_Task prompt_
Copy out the listing below word for word, every line of it.

───── Provided entries

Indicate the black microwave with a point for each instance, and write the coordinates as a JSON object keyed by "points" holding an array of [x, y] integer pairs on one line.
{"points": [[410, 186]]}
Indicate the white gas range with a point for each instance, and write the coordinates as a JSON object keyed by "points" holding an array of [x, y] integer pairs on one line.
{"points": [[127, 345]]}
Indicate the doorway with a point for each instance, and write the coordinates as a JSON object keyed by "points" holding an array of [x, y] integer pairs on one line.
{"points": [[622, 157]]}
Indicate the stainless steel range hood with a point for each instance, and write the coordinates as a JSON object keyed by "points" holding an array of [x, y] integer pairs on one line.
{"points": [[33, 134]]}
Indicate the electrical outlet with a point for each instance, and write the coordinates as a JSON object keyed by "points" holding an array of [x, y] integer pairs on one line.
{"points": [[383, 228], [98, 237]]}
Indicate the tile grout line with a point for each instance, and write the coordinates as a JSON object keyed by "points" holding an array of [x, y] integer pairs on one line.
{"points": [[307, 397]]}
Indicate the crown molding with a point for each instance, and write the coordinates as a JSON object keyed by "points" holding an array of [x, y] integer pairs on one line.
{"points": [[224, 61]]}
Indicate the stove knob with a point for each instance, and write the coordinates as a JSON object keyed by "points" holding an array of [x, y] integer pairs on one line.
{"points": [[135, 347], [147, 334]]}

──────────

_Result of the exercise_
Indicate the black microwave with a point for each instance, and write the coordinates as a JSON object keyed by "points" holding an array of [x, y] integer pairs on one line.
{"points": [[410, 186]]}
Indicate the white gas range with a point for each instance, and write the coordinates as a JSON object keyed by "points" holding an array of [x, y] integer pairs on one line.
{"points": [[127, 345]]}
Indicate the doorway with a point for each instance, and write the coordinates as a JSON object keyed by "points" holding an array of [x, y] integer pairs on one line.
{"points": [[622, 157]]}
Indicate the stainless steel range hood with a point for each instance, and write the coordinates as a JSON object keyed by "points" holding an array of [x, y] integer pairs on one line.
{"points": [[33, 134]]}
Indicate the electrical outlet with a point for each instance, and write the coordinates as a JSON object keyed by "points" holding an array of [x, y] integer pairs on one line.
{"points": [[383, 228], [98, 237]]}
Indicate the tile grout line with a point for each instance, and write the coordinates as a JSON object keyed by "points" holding an array of [x, y] integer pairs on one line.
{"points": [[307, 397]]}
Indicate the crown molding with a point for each instance, and write the coordinates as a JSON object keyed by "points" holding an array of [x, y] integer pairs on one line.
{"points": [[224, 61]]}
Indicate the stove knob with a point for each instance, and write the coordinates as a JSON object keyed by "points" holding an array of [x, y] integer pairs on one line.
{"points": [[135, 347], [147, 334]]}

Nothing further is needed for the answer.